### TASK ITEM
Return the data that follows, keeping every word and mark unchanged.

Referring expression data:
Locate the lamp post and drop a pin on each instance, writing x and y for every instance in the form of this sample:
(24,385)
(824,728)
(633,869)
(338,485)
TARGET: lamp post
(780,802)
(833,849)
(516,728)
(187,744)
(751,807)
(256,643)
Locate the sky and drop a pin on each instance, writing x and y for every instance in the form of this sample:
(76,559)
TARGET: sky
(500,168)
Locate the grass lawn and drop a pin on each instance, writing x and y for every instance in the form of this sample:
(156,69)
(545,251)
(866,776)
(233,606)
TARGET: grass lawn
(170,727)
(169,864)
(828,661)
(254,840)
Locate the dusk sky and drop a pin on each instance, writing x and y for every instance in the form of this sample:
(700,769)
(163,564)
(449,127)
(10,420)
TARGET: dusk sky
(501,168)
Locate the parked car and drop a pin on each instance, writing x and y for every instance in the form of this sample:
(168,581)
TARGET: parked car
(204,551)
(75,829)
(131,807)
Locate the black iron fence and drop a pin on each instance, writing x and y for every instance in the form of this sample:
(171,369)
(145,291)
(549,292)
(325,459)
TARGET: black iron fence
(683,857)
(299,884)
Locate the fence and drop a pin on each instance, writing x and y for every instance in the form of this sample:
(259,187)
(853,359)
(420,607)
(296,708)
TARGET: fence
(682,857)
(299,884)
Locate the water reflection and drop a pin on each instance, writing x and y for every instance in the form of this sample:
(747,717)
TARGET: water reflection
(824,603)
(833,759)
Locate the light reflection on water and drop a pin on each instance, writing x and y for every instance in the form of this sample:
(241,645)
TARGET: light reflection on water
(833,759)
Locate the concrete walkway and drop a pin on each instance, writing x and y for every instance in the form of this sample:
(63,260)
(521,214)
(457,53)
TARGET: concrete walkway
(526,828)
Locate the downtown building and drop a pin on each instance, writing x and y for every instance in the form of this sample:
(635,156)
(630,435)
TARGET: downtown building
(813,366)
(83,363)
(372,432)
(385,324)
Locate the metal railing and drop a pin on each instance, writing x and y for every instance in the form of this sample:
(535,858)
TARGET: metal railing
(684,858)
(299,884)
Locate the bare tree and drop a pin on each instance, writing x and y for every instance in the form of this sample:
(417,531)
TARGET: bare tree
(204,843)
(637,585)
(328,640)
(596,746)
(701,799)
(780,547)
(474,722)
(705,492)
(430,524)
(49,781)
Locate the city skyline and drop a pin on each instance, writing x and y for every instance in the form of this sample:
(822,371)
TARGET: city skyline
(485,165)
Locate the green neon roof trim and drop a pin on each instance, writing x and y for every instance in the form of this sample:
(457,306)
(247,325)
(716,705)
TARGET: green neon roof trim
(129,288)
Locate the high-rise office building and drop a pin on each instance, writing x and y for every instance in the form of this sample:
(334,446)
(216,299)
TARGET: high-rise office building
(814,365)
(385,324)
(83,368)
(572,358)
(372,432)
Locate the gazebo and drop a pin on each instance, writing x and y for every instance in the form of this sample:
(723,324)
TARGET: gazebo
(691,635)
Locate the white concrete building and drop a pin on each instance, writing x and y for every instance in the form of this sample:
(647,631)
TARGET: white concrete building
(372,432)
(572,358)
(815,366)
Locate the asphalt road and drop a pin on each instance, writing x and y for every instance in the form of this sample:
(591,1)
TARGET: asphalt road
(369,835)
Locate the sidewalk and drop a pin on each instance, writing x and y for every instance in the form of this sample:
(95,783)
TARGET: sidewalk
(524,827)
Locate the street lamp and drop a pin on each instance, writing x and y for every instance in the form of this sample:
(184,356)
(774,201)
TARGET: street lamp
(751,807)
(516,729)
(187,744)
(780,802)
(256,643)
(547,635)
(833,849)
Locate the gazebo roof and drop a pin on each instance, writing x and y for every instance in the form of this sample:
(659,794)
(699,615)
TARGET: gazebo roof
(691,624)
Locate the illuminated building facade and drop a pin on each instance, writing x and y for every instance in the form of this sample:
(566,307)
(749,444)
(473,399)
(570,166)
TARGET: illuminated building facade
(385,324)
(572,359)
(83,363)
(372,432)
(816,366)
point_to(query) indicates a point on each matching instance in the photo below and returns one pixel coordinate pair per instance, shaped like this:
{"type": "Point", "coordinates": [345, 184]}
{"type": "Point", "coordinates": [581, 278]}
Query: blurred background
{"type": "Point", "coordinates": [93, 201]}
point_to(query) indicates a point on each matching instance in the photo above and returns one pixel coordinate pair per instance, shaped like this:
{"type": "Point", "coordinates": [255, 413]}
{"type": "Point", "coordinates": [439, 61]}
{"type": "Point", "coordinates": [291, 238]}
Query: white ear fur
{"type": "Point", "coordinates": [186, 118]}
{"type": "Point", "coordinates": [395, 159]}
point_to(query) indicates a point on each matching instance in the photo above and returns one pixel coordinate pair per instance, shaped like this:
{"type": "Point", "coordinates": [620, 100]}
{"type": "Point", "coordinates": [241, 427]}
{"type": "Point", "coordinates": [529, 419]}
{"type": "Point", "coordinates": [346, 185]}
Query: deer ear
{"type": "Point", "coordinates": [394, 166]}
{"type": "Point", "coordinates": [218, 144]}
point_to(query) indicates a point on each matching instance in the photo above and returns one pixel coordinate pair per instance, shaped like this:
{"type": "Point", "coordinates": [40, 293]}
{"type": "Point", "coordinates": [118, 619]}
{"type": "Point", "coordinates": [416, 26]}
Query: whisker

### EXPECTED OUTPUT
Locate the lamp post and drop a pin on each instance, writing x and y for every instance in the form of this sample:
(24,385)
(824,728)
(633,869)
(338,485)
TARGET: lamp post
(780,802)
(833,849)
(516,728)
(187,744)
(751,807)
(256,643)
Locate the sky and drop a pin on each instance, writing x and y for every instance in the form of this sample:
(76,559)
TARGET: sky
(500,168)
Locate the grass lawn and drop a pin on each instance, writing x and y for every instance in the form of this sample:
(156,69)
(545,251)
(866,776)
(233,606)
TARGET: grass lawn
(170,727)
(169,864)
(828,661)
(254,840)
Locate the dusk sky and drop a pin on each instance, writing x and y for every instance in the form of this sample:
(700,769)
(163,564)
(449,127)
(10,420)
TARGET: dusk sky
(501,168)
Locate the parked car and drop a pin on each instance, writing x and y for every instance in the form of this sample:
(168,581)
TARGET: parked car
(204,551)
(75,829)
(131,807)
Locate the black iron fence and drop a pin on each instance, writing x and y for every instance in the form of this sample:
(171,369)
(145,291)
(549,292)
(325,459)
TARGET: black iron fence
(683,857)
(299,884)
Locate the fence and drop a pin on each instance, writing x and y for every instance in the form of this sample:
(259,187)
(853,359)
(420,607)
(296,708)
TARGET: fence
(682,857)
(299,884)
Locate the water reflection and drop a pin on each instance, writing x and y for every instance in the form of this sample:
(747,717)
TARGET: water reflection
(824,603)
(833,759)
Locate the light reflection on water and drop a pin on each instance, writing x and y for every instance in the form of this sample:
(241,645)
TARGET: light reflection on water
(833,759)
Locate the concrete walkway and drop a pin on each instance, writing x and y for every instance in the form of this sample:
(63,260)
(521,214)
(457,53)
TARGET: concrete walkway
(526,828)
Locate the downtown building and drop a pin on each instance, writing x and y for every instance in the form of this sample:
(635,156)
(630,435)
TARGET: downtown building
(813,366)
(83,363)
(372,432)
(385,324)
Locate the metal railing and drop a pin on each instance, writing x and y for every instance in the form of this sample:
(535,858)
TARGET: metal railing
(684,858)
(299,884)
Locate the bare tree and drop a pin on each instance, writing x and y for every instance in the form of this sample:
(417,531)
TARGET: bare tree
(204,843)
(637,585)
(328,640)
(596,746)
(701,799)
(780,547)
(474,722)
(705,492)
(430,524)
(49,781)
Locate the city skyline and drop a pin on each instance, writing x and y for every instance in the form of this sample:
(822,371)
TARGET: city skyline
(485,165)
Locate the green neon roof trim and drop a pin on each instance, writing x and y for every instance in the form of this sample:
(457,306)
(247,325)
(716,705)
TARGET: green neon roof trim
(129,288)
Locate the high-rise office building and drop a pin on each instance, writing x and y for every instance in the form of this sample:
(334,446)
(216,299)
TARGET: high-rise office building
(814,365)
(385,324)
(83,368)
(572,358)
(372,432)
Locate the gazebo and drop a pin on each instance, writing x and y for every instance in the form of this sample:
(723,324)
TARGET: gazebo
(691,635)
Locate the white concrete building and drop a pin on each instance, writing x and y for every instance in the form of this sample:
(647,631)
TARGET: white concrete building
(372,432)
(572,358)
(815,366)
Locate the asphalt road and drop a pin on each instance, writing x and y for every instance in the form of this sample:
(591,1)
TARGET: asphalt road
(369,835)
Locate the sidewalk and drop a pin on each instance, writing x and y for every instance in the form of this sample:
(95,783)
TARGET: sidewalk
(524,827)
Locate the street lamp and drop a pin on each instance, writing x and y for every instance in the form of this sample:
(184,356)
(774,201)
TARGET: street lamp
(751,807)
(516,729)
(187,744)
(780,802)
(256,643)
(547,635)
(833,849)
Locate the gazebo roof and drop a pin on each instance, writing x and y for every instance in the form of this sample:
(659,794)
(699,615)
TARGET: gazebo roof
(691,624)
Locate the illuminated building facade and drop a pin on each instance, writing x and y for every instance in the form of this sample:
(566,307)
(749,444)
(473,399)
(570,166)
TARGET: illuminated building facade
(385,324)
(572,359)
(83,363)
(372,432)
(816,366)
point_to(query) indicates a point on each matching instance in the photo below and returns one pixel coordinate pair per instance, shaped like this:
{"type": "Point", "coordinates": [345, 184]}
{"type": "Point", "coordinates": [581, 278]}
Query: blurred background
{"type": "Point", "coordinates": [93, 201]}
point_to(query) indicates a point on each matching instance in the photo above and returns one pixel coordinate pair per instance, shaped like this:
{"type": "Point", "coordinates": [255, 413]}
{"type": "Point", "coordinates": [439, 61]}
{"type": "Point", "coordinates": [291, 238]}
Query: white ear fur
{"type": "Point", "coordinates": [186, 118]}
{"type": "Point", "coordinates": [395, 159]}
point_to(query) indicates a point on each matching instance in the photo above and returns one pixel coordinate pair per instance, shaped like this:
{"type": "Point", "coordinates": [620, 100]}
{"type": "Point", "coordinates": [241, 427]}
{"type": "Point", "coordinates": [529, 419]}
{"type": "Point", "coordinates": [346, 185]}
Query: deer ear
{"type": "Point", "coordinates": [394, 166]}
{"type": "Point", "coordinates": [218, 144]}
point_to(query) indicates a point on each matching instance in the photo above and returns one pixel coordinate pair per instance, shaped like this:
{"type": "Point", "coordinates": [40, 293]}
{"type": "Point", "coordinates": [118, 619]}
{"type": "Point", "coordinates": [416, 26]}
Query: whisker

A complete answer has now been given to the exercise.